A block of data
★ ★ ★
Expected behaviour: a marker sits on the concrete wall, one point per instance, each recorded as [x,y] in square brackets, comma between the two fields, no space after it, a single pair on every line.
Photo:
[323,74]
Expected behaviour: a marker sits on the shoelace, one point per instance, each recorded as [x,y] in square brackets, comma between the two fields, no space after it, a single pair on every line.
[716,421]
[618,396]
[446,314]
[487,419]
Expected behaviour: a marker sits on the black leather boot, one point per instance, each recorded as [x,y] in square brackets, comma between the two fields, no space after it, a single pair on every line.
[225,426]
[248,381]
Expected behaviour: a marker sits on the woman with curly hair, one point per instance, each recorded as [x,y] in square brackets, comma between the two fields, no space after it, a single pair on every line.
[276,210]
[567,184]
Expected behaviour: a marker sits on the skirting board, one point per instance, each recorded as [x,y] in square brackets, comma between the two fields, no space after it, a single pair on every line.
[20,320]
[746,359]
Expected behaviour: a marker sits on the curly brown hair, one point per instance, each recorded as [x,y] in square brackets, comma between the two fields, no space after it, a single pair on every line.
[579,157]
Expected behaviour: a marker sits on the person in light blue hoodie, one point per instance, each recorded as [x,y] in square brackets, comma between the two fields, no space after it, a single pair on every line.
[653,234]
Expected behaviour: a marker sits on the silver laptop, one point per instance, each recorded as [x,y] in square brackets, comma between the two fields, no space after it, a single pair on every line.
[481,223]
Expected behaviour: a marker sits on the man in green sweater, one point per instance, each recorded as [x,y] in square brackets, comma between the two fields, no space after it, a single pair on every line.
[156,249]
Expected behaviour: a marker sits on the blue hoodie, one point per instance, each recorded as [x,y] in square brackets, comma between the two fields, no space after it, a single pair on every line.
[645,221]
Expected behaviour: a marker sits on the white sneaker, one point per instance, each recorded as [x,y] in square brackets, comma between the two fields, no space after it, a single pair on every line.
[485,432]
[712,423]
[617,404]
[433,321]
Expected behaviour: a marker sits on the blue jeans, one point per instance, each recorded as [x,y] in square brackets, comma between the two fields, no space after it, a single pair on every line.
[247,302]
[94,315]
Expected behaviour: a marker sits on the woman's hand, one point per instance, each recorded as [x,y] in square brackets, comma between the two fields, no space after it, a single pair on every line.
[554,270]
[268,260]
★ ★ ★
## WHAT IS NEEDED
Return every line from the one holding "Expected behaviour: a marker sits on the silver" through the end of the data, exactly as it appears, with both ends kept and nothing else.

## OUTPUT BELOW
Expected behaviour: a marker sits on the silver laptop, one point per instance, each recorded as [x,y] in square brackets, comma between the two fields, no space after it, a single pair on every line.
[481,223]
Expected behaviour: a marker sits on the man in green sweater, one point per instance, each recorded as [x,y] in square brackets, comma between the two fields, no space after it, a single pair on every line.
[156,249]
Expected behaviour: a marker sits on the blue hoodie, one point per instance, each recorded as [x,y] in square brackets, comma between the two fields, no space after it, a single pair on every line.
[645,221]
Expected behaviour: a marker sits on the white sneaker, one point per instance, each recorded as [x,y] in square brackets, comma between the two fields, no space after it, a single pair on every line.
[485,432]
[712,423]
[617,404]
[433,321]
Expected behaviour: a marker sits on the blue jeans, one point per instance, each recorded as [x,y] in square brackets, comma between the two fields, no space after it, a single pair on every line.
[247,302]
[94,315]
Expected behaviour: a marker sits on the woman's hand, one point per instance, each recorded as [x,y] in square brackets, comma between the two fields, no space after it, a single pair on every line.
[554,270]
[268,260]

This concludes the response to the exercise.